It never hurts to mention a reference by name, especially if you are seeking out someone’s services or applying for a new job. But is the phrase referred me to you the most appropriate way to do so?
In this article, we’ll discuss the correctness of this phrase. Furthermore, we’ll show you how to introduce yourself once you’re referred using 9 great alternative phrases.
Is It Correct to Say “Referred Me to You”?
It is correct to say someone referred me to you in an email if you are reaching out to the recipient on the recommendation of another person.
This is a standard phrase to use when you are interested in a role at an organization, for instance, and you want to mention the name of a connection in that profession who could potentially act as a referee if you were to apply.
You can also use it in other circumstances, such as when a professional recommends that you seek the services or skills of another professional they know.
To see this phrase in action, have a look at the two email samples we’ve drafted below:
Dear Dr. Margot,
Dr. Hargrove referred me to you as I am having difficulty overcoming an old injury.
Would I be able to book an appointment in the coming week?
It is also possible to rephrase referred me to you as referred you to me. These phrases essentially mean the same thing. However, the former phrase expresses greater respect for the recipient since you are implying that you were sent their way on account of their position or skills.

§

-- Problem 1 --
Locate every line in the entries below that contains the word "wooden", and copy each of those lines.

-- Records provided --
§

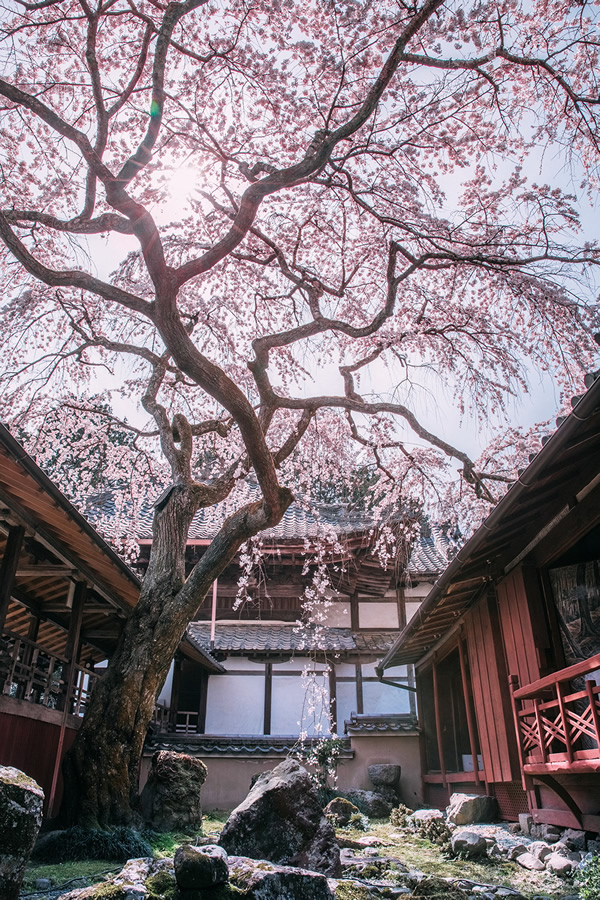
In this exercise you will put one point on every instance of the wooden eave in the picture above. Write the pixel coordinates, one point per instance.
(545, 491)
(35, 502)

§

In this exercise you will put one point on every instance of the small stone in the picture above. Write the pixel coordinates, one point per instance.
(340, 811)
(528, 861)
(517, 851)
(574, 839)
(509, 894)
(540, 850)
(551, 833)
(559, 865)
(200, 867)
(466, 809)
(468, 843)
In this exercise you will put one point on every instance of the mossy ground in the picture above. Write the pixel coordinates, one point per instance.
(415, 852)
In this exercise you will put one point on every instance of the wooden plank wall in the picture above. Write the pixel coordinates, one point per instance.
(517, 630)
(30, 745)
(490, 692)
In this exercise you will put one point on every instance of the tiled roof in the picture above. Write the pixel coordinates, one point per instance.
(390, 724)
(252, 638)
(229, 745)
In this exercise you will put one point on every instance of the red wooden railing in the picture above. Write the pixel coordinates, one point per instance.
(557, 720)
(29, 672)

§

-- Problem 2 --
In the article above about the phrase "referred me to you," why does that phrase show more respect for the recipient than "referred you to me"?

-- Written reply 1 --
In this exercise you will put one point on every instance of the wooden eave in the picture above. Write the pixel coordinates, one point per instance.
In this exercise you will put one point on every instance of the wooden plank wall in the picture above. Write the pixel coordinates, one point per instance.
In this exercise you will put one point on every instance of the red wooden railing in the picture above. Write the pixel coordinates, one point per instance.

-- Written reply 2 --
It implies that you were sent the recipient's way because of their position or skills.